Requirement 1: Sum up the passage below on lowering the cost of T-cell therapies in two sentences.
Requirement 2: Carry on the passage below about cutting T-cell therapy costs, starting after its final sentence.

Extract:
**********
One strategy employs the development of allogeneic (“off-the-shelf”) instead of autologous T-cell therapies made specifically for each patient and taking more than three weeks of lab work to make. An allogeneic approach could therefore reduce manufacturing and processing costs.
Another strategy would focus on the full automation of T-cell therapy production to minimize cost by reducing the necessary footprint in manufacturing facilities. Dr. Lammers and David agree that increased manufacturing capacity will drive down costs. “There is a strong movement in the T-cell manufacturing world to move towards the use of fully automated systems, (i.e. you put the patient’s leukaphoresis material in, and 10-14 days later, the finished CAR-T or TAC-T cells are ready to be re-infused into the patient),” says Dr. Lammers. “Then, you insert a new cartridge, and the system is ready to process the next patient’s materials. These systems are small, about the size of a small microwave and can be stacked, so the actual footprint needed would be far smaller than the current process used.”
**********
Given entries:
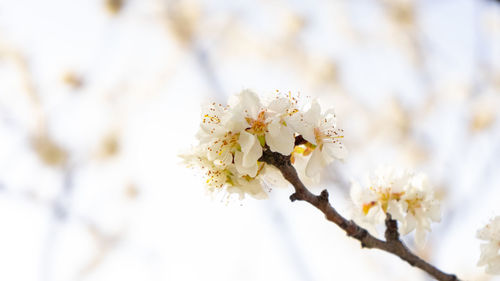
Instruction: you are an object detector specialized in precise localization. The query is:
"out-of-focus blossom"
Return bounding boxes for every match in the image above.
[351,167,441,246]
[477,216,500,275]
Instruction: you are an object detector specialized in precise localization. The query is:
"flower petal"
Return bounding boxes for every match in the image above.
[306,149,325,177]
[266,120,295,155]
[238,131,262,167]
[234,151,259,175]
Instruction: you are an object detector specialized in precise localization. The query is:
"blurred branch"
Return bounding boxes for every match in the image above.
[259,149,459,281]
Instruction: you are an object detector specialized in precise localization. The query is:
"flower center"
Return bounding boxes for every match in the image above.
[245,110,269,135]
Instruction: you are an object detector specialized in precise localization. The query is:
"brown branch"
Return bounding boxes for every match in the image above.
[259,149,459,281]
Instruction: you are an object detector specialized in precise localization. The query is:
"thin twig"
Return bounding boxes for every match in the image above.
[259,149,459,281]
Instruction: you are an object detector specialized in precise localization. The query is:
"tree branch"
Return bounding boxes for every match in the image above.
[259,149,459,281]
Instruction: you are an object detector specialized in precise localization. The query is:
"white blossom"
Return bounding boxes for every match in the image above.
[351,167,441,246]
[477,216,500,275]
[182,90,345,199]
[296,100,347,177]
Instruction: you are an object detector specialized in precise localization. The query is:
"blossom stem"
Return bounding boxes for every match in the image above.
[259,149,459,281]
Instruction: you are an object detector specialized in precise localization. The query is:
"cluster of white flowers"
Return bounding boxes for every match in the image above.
[351,167,441,246]
[477,216,500,274]
[183,90,346,199]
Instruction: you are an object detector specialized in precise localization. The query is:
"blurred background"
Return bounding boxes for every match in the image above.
[0,0,500,281]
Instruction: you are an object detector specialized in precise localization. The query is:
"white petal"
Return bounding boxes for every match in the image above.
[306,149,324,177]
[238,131,262,167]
[486,256,500,275]
[387,200,404,221]
[268,98,290,114]
[266,121,295,155]
[234,151,259,177]
[429,201,441,222]
[304,100,321,125]
[401,214,417,235]
[323,143,347,162]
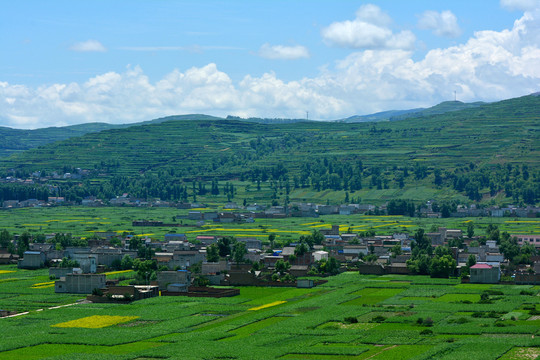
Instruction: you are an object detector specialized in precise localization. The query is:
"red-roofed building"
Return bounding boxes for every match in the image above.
[470,263,501,284]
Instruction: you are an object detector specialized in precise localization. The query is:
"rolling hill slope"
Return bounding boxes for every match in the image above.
[0,96,540,205]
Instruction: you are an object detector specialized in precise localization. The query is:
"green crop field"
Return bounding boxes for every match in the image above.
[0,272,540,360]
[0,207,540,242]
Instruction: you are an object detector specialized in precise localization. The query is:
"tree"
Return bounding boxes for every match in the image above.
[407,253,431,275]
[467,221,474,239]
[429,255,456,278]
[17,231,30,257]
[120,254,133,270]
[0,229,11,249]
[413,228,431,252]
[217,236,236,257]
[294,241,309,256]
[232,241,247,264]
[206,244,219,262]
[275,259,291,276]
[467,254,476,269]
[499,236,519,261]
[268,233,276,249]
[390,244,403,258]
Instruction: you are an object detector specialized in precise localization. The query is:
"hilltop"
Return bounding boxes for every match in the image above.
[0,101,490,158]
[0,96,540,204]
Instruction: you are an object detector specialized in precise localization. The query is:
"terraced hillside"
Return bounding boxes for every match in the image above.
[0,96,540,203]
[0,267,540,360]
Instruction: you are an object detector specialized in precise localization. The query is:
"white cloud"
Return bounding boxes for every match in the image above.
[69,40,107,52]
[418,10,461,37]
[321,4,416,49]
[0,11,540,128]
[259,44,309,60]
[501,0,540,11]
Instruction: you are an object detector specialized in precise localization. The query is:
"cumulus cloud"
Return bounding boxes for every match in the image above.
[501,0,540,11]
[321,4,416,49]
[418,10,461,37]
[69,40,107,52]
[0,9,540,128]
[259,44,309,60]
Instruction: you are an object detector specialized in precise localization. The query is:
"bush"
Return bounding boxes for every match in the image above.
[448,317,469,324]
[92,288,103,296]
[371,315,386,323]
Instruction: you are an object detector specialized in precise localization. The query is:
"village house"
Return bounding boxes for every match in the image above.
[195,235,217,246]
[236,237,262,250]
[17,251,47,269]
[0,250,19,265]
[469,263,501,284]
[510,234,540,248]
[54,273,106,294]
[157,270,191,292]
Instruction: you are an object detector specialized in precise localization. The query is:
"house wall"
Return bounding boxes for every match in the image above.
[54,274,106,294]
[157,270,191,290]
[470,266,501,284]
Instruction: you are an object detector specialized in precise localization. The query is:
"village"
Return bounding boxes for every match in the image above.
[0,210,540,308]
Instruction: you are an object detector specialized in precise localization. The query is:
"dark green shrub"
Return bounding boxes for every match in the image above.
[92,288,103,296]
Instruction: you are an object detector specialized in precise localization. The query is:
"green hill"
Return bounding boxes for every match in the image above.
[0,96,540,203]
[0,114,224,158]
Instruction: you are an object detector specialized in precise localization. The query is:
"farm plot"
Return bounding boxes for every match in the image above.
[0,271,540,360]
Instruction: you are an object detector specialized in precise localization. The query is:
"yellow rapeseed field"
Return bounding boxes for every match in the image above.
[51,315,138,329]
[248,301,286,311]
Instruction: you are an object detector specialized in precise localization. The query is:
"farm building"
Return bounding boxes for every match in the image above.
[17,251,47,269]
[470,263,501,284]
[54,274,106,294]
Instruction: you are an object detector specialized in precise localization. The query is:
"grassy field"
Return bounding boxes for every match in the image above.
[0,267,540,360]
[0,207,540,241]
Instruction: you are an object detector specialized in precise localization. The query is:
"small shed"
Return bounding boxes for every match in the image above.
[313,250,328,261]
[470,263,501,284]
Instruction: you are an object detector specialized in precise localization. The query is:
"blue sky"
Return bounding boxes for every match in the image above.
[0,0,540,128]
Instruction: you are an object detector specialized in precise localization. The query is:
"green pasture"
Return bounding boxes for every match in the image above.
[0,267,540,360]
[0,205,540,242]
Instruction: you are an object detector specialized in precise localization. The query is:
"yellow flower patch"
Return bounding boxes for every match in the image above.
[248,301,286,311]
[374,223,399,228]
[51,315,138,329]
[310,224,332,228]
[32,281,54,288]
[105,270,133,275]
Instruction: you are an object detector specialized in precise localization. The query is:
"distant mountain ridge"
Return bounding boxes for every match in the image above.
[341,101,487,123]
[0,93,528,158]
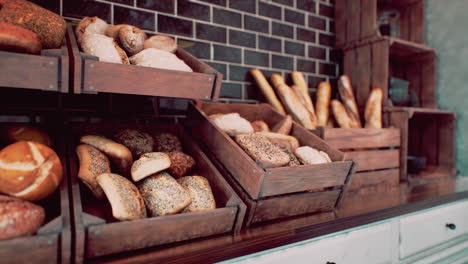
**********
Written answer 1: One strategy is to develop allogeneic, "off-the-shelf" T-cell therapies instead of autologous ones made for each patient, which take more than three weeks of lab work, and this could reduce manufacturing and processing costs. Another is to fully automate production: Dr. Lammers describes small, stackable systems that turn a patient's material into finished cells in 10-14 days and need a far smaller manufacturing footprint than the current process.

Written answer 2:
Involving the Patient in the Process
Patient advocates continuously state the importance of having the patient be an active participant in their care. When the patient is given an opportunity to express preferences and values before, during, and after treatment, various stakeholders can make informed decisions that better advance the industry — and that includes cost of treatment. “From a patient perspective, it can be hard for people to swallow the published price of a therapy, but payors understand the why behind high costs of gene therapy as well as how few patients will be treated, and most patients and their families will never have to pay the whole price of a therapy,” says David. “In addition, the tremendous innovation occurring across scientific, regulatory and commercial models is enabling investment in these areas of profound unmet medical need. Without this innovation, which is stimulated in part by the market’s acceptance of the current pricing models, there would remain absolutely no investment in these diseases, as had been the case for decades previously.”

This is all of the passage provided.